- **Set task**: Copy the listing below word for word, leaving out the pictures.

- **Data rows**:
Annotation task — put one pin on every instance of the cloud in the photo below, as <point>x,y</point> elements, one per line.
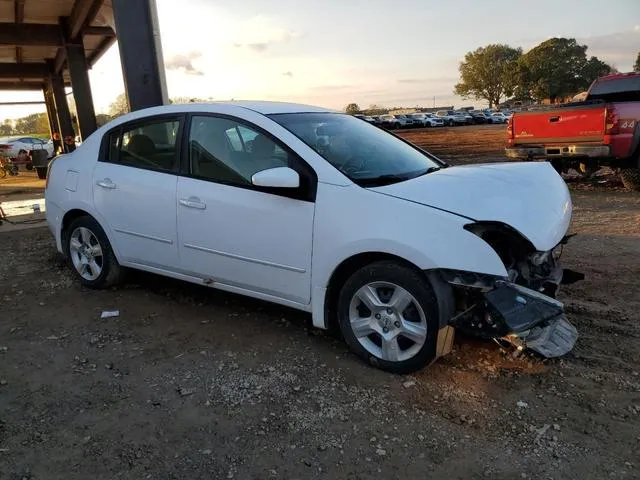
<point>184,63</point>
<point>618,48</point>
<point>411,80</point>
<point>261,32</point>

- **Expected answer**:
Annotation task — put one pin on every instance of the cloud in the photo below, as <point>x,y</point> elements, one per line.
<point>184,63</point>
<point>618,48</point>
<point>411,80</point>
<point>261,32</point>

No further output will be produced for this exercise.